● **Prompt**
All of the entries are to be printed exactly as they appear.

● **Exercise data**
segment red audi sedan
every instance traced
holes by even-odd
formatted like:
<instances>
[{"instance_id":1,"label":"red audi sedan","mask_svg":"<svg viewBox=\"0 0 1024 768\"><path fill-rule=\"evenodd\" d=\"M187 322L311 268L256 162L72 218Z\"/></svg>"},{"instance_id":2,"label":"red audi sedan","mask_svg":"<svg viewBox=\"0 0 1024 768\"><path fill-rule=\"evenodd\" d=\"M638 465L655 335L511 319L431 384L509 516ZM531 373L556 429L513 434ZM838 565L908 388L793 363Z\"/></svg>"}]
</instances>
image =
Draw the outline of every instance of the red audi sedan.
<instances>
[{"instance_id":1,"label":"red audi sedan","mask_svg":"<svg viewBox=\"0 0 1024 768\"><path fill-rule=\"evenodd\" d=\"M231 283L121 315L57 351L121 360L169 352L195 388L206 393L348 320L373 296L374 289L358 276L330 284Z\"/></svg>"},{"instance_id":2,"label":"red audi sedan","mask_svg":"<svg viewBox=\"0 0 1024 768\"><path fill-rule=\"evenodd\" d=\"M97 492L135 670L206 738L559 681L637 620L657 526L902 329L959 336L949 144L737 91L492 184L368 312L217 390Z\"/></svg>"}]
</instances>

● **Solution for this task**
segment red audi sedan
every instance traced
holes by even-odd
formatted like:
<instances>
[{"instance_id":1,"label":"red audi sedan","mask_svg":"<svg viewBox=\"0 0 1024 768\"><path fill-rule=\"evenodd\" d=\"M187 322L311 268L256 162L72 218Z\"/></svg>"},{"instance_id":2,"label":"red audi sedan","mask_svg":"<svg viewBox=\"0 0 1024 768\"><path fill-rule=\"evenodd\" d=\"M638 465L655 335L511 319L431 384L509 516ZM531 373L556 429L513 434ZM838 565L908 388L793 363Z\"/></svg>"}]
</instances>
image =
Draw the outline of every instance of the red audi sedan.
<instances>
[{"instance_id":1,"label":"red audi sedan","mask_svg":"<svg viewBox=\"0 0 1024 768\"><path fill-rule=\"evenodd\" d=\"M231 283L121 315L57 351L121 360L169 352L195 388L206 393L348 320L373 296L374 289L358 276L330 284Z\"/></svg>"},{"instance_id":2,"label":"red audi sedan","mask_svg":"<svg viewBox=\"0 0 1024 768\"><path fill-rule=\"evenodd\" d=\"M97 492L135 670L206 738L559 681L637 620L657 526L902 329L959 336L949 144L737 91L492 184L368 312L217 390Z\"/></svg>"}]
</instances>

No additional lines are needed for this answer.